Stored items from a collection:
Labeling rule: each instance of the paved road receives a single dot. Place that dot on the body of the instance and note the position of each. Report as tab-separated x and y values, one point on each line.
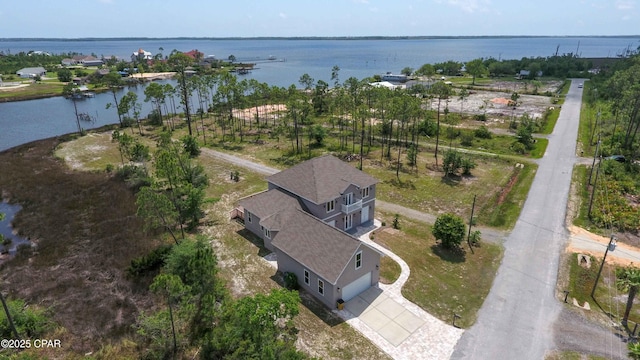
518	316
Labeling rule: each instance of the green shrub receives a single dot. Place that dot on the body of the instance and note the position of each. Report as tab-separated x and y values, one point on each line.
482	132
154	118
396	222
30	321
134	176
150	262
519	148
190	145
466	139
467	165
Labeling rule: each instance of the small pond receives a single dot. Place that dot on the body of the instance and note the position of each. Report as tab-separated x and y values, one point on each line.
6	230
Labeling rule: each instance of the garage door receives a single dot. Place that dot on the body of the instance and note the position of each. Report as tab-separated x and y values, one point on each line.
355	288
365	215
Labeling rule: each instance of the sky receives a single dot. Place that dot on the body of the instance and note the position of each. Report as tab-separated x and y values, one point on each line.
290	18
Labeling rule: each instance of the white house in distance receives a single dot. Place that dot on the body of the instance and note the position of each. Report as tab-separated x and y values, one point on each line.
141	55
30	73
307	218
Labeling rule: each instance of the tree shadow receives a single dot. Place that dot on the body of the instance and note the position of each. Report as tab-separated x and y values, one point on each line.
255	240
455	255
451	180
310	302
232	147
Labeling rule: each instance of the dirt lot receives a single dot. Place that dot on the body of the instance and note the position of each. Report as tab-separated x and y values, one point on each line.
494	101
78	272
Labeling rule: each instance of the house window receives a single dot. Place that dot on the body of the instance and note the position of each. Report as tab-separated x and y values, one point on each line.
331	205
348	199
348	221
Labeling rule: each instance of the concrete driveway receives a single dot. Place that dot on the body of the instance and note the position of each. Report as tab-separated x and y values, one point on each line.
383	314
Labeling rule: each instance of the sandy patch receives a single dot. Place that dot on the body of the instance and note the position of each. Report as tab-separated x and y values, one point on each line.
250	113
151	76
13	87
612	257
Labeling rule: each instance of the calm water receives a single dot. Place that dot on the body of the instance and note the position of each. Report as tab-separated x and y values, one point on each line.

* * *

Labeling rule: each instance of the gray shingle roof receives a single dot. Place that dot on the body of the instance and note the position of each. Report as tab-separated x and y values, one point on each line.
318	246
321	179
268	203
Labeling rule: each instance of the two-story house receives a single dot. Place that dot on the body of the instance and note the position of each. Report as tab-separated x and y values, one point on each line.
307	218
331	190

*Work required:* Copy exactly the stretch of data above from the line with "Labeling rule: each instance of the dirt" through the line with "Labeling rule: each instance of the calm", and omit all other lines.

*Response area:*
Labeling rule: each instance of the dirt lot receives a single dot. Place that dot on the body of the instance and note the position of each. Report as tab-separated x and y values, one point on each line.
494	101
78	272
Labeling rule: each instance of the house window receives a single dot. Place that dot on the body of the instance and note the position of each. Report as tab-separated x and y values, one point on each line.
331	205
348	199
348	221
Labeling rule: each instance of the concrete driveway receives a single dot. Place that dot on the body of the instance and note the position of each. Report as tab-separated x and y values, one point on each line.
383	314
Labeling rule: each instance of the sandy patch receives a single dot. Place that dot on the body of the instance and note the position of each. Report as tab-separated x and y values, one point on each line.
250	113
151	76
13	87
612	257
Labeling rule: each instance of the calm water receives a single dot. Place that dot on the body of the instance and note the position of each. Report as tab-separated x and y values, one point on each line.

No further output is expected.